ИСХОДНЫЙ ФРАГМЕНТ -
Аналогичную точку зрения выражает Зилльман (Zillman, 1979, 1983), который убежден, что познавательные и мыслительные процессы в состоянии сильного эмоционального возбуждения сильно нарушаются. В подобном состоянии, например в гневе, — человек, который обычно обдумывает свое поведение, начинает действовать, не задумываясь, в соответствии со сложившимися у него стереотипами. Поэтому в состоянии очень сильного эмоционального расстройства недружелюбные или агрессивные действия, скорее всего, переходят в разряд «импульсных» (данный термин Зилльман ассоциирует с силой привычки). Действия становятся настолько привычными, что не требуют ни времени, ни усилий для обдумывания. Другими словами, действия производят впечатление «бессмысленных». Следовательно, импульсивное поведение не является чем-то необычным, не свойственным поведению человека: оно отражает привычные способы реагирования, которые человек, скорее всего, отверг бы в состоянии более низкого возбуждения или в нормальных условиях.
И Точ, и Берковиц, и Зилльман считают, что многие люди, переживая сильные эмоциональные реактивные состояния, не способны учитывать последствия своих агрессивных действий. Сильное возбуждение блокирует когнитивную обработку информации настолько, что человек вообще не в состоянии обдумывать свои действия. Окружение и релевантные внешние стимулы подавляют внутренние опосредующие процессы, которые ослаблены чрезвычайно высоким уровнем возбуждения. Конечно, хотя эта концепция «возбуждения» объясняет наиболее часто встречающиеся и обычные случаи насилия, происходящие в большинстве обществ, многие серийные и массовые убийцы, как мы узнали из этой главы, более склонны обдумывать и просчитывать свои убийства. Эти преступники, совершающие не одно убийство, любят фантазировать, мечтать и мысленно репетировать свое преступление перед фактическим его совершением.

ИЗВЛЕЧЁННЫЕ СТРОКИ -
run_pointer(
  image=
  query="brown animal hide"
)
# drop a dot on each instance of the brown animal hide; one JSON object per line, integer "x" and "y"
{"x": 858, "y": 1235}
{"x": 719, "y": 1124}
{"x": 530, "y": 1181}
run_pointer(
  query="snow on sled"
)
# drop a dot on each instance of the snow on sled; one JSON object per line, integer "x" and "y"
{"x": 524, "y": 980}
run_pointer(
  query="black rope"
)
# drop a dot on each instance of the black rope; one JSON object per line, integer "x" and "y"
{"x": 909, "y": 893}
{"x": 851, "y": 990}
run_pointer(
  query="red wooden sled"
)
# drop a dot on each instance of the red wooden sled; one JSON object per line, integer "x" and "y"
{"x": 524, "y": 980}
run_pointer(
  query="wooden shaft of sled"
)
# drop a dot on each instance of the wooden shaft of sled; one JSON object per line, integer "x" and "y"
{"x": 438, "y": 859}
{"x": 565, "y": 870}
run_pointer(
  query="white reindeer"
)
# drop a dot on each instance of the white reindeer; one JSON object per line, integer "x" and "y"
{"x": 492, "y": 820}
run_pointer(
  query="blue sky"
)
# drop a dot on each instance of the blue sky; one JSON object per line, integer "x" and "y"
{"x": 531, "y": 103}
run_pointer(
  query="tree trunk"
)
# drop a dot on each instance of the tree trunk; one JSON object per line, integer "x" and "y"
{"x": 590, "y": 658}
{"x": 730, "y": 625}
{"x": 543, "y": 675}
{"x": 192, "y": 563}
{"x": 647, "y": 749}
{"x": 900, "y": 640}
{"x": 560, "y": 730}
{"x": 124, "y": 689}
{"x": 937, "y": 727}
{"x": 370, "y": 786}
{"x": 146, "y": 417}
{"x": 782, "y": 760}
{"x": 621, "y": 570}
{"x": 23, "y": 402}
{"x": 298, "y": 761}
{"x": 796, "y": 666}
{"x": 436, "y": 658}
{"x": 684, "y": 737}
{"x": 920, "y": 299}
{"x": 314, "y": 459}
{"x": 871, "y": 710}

ВАШЕ ЗАДАНИЕ -
Ответьте по исходному фрагменту на три вопроса:
1. С чем Зилльман ассоциирует термин «импульсные»?
2. Какие исследователи считают, что многие люди в сильных эмоциональных реактивных состояниях не способны учитывать последствия своих агрессивных действий?
3. Что любят делать серийные и массовые убийцы перед фактическим совершением преступления?

ПОЛЕ ОТВЕТА -
1. С силой привычки.
2. Точ, Берковиц и Зилльман.
3. Фантазировать, мечтать и мысленно репетировать свое преступление.